La ley abolicionista sueca ha servido de modelo no solo a Francia, previamente también a Noruega (2009), país que ha añadido sanciones a nacionales que incurrieran en la práctica de turismo sexual en el extranjero, Islandia (2010) o Irlanda del Norte (2015). Conviene no confundirlo con el sistema neoabolicionista, el cual no prohíbe la prostitución ni su consumo, pero sí la existencia de burdeles y el proxenetismo: se descriminaliza la prostitución, siempre que no se ejerza de manera organizada o se obtenga lucro de la ejercida por otras personas. Algunos de los países que se encuentran en esta modalidad son Italia, Bélgica, República Checa, Portugal, Luxemburgo, Dinamarca, Estonia o Finlandia.
Finalmente, el sistema reglamentarista justifica su vocación por la consideración de la prostitución como hecho inevitable. Presenta dos vertientes. Una higienista, que se justifica en la necesidad de control de los peligros que se le atribuyen, y que se despliega a su vez en dos direcciones, una médica y otra policial. Se trata de un modelo que tiene aún vigencia en Grecia. Y otra legalista que se enmarca en el despliegue de la ideología neoliberal propio de los años noventa y que defiende que la prostitución se pueda realizar de manera voluntaria, por lo que propone una reglamentación laboral. Su modelo paradigmático es Holanda, país que lo aplica desde el año 2000. La evaluación de su impacto es controvertida: incremento en la industria del sexo y en la violencia contra las mujeres, sin observarse mejoras en sus condiciones (incluso se mantienen los asesinatos); las mujeres cobran menos y siguen dependiendo de proxenetas; ha aumentado el uso de sedantes entre las mujeres prostituidas y su bienestar emocional es menor que en 2001; siguen existiendo víctimas menores de edad y trata; en su mayoría las mujeres prostituidas son extranjeras sin permiso de residencia, que operan de manera clandestina. Otros países que disponen de esta regulación son Suiza, Austria o Alemania.

= Tarea 1 =
Transcribe del documento fuente el fragmento que empieza con "La ley abolicionista" y sigue hasta "Estonia o Finlandia.".
= Tarea 2 =
Según el texto sobre los modelos de regulación de la prostitución, ¿desde qué año aplica Holanda el sistema reglamentarista?
= Tarea 3 =
Prosigue el texto sobre los modelos de regulación de la prostitución a partir de su última oración.

= Sección de datos =
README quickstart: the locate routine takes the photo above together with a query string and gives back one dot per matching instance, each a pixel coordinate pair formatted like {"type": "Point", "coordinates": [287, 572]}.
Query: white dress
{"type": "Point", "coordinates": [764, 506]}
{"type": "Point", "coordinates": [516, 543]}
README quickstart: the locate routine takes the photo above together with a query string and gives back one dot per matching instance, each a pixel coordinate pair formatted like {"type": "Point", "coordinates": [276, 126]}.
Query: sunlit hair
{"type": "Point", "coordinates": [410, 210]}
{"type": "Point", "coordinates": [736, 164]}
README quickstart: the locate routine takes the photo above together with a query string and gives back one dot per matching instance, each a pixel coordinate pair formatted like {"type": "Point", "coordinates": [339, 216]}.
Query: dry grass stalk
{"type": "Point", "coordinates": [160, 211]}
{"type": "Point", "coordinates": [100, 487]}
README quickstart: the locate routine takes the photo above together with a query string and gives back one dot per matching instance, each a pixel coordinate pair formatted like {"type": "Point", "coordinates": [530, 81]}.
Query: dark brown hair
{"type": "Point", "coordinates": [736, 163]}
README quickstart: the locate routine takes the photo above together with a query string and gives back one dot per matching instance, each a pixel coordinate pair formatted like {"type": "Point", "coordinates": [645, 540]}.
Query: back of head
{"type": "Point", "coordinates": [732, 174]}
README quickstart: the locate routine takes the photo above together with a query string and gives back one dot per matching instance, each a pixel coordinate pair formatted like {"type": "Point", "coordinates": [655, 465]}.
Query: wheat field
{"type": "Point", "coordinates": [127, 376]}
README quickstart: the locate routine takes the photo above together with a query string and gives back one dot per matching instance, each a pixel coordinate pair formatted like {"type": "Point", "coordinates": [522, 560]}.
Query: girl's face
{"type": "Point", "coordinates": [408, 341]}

= Respuesta escrita 1 =
La ley abolicionista sueca ha servido de modelo no solo a Francia, previamente también a Noruega (2009), país que ha añadido sanciones a nacionales que incurrieran en la práctica de turismo sexual en el extranjero, Islandia (2010) o Irlanda del Norte (2015). Conviene no confundirlo con el sistema neoabolicionista, el cual no prohíbe la prostitución ni su consumo, pero sí la existencia de burdeles y el proxenetismo: se descriminaliza la prostitución, siempre que no se ejerza de manera organizada o se obtenga lucro de la ejercida por otras personas. Algunos de los países que se encuentran en esta modalidad son Italia, Bélgica, República Checa, Portugal, Luxemburgo, Dinamarca, Estonia o Finlandia.

= Respuesta escrita 2 =
Desde el año 2000.

= Respuesta escrita 3 =
Volviendo a España, el nuestro es también en este sentido un país especial, pues a diferencia de la mayor parte de democracias de nuestro entorno, el debate comienza instalándose sobre una de las principales vías de liberación de la sociedad civil durante la Transición, la de la sexualidad. Entre el ansia de libertad dentro de nuestras fronteras y el nuevo encaje del país en un marco internacional contaminado por el relato del triunfo de la libertad en los estertores de la Guerra Fría, los ochenta se plantean en España como un período muy complejo en el que se entremezclan y confunden nociones de libertad en ocasiones sobre planos muy distantes entre sí. El encapsulamiento como mito de toda la década tampoco facilita una lectura retrospectiva. Pero precisamente por ello, no debería resultarnos tan paradójico que hoy día haya quien invoque aquellas libertades que se asocian a la década de los ochenta, algunas pretendidamente neutrales en lo político, para oponerse a las transformaciones en favor de la igualdad frente a las que debería sucumbir toda sociedad democrática 40 años más madura. En tiempos de despliegue global del neoliberalismo, es fundamental que los Estados construyan barreras legislativas a su inercia para diluirse en descargos sobre la ciudadanía tomando a la libertad como excusa, los cuales solo pueden desembocar en asunciones tan peregrinas como que somos libres de ser pobres, de aceptar un trabajo precario o de ser objeto de la explotación sexual.
El estatus de víctima no es ni puede aspirar a ser de libre elección. Por ello, consideramos que la más urgente de estas barreras legislativas es la abolición de la prostitución en nuestro país.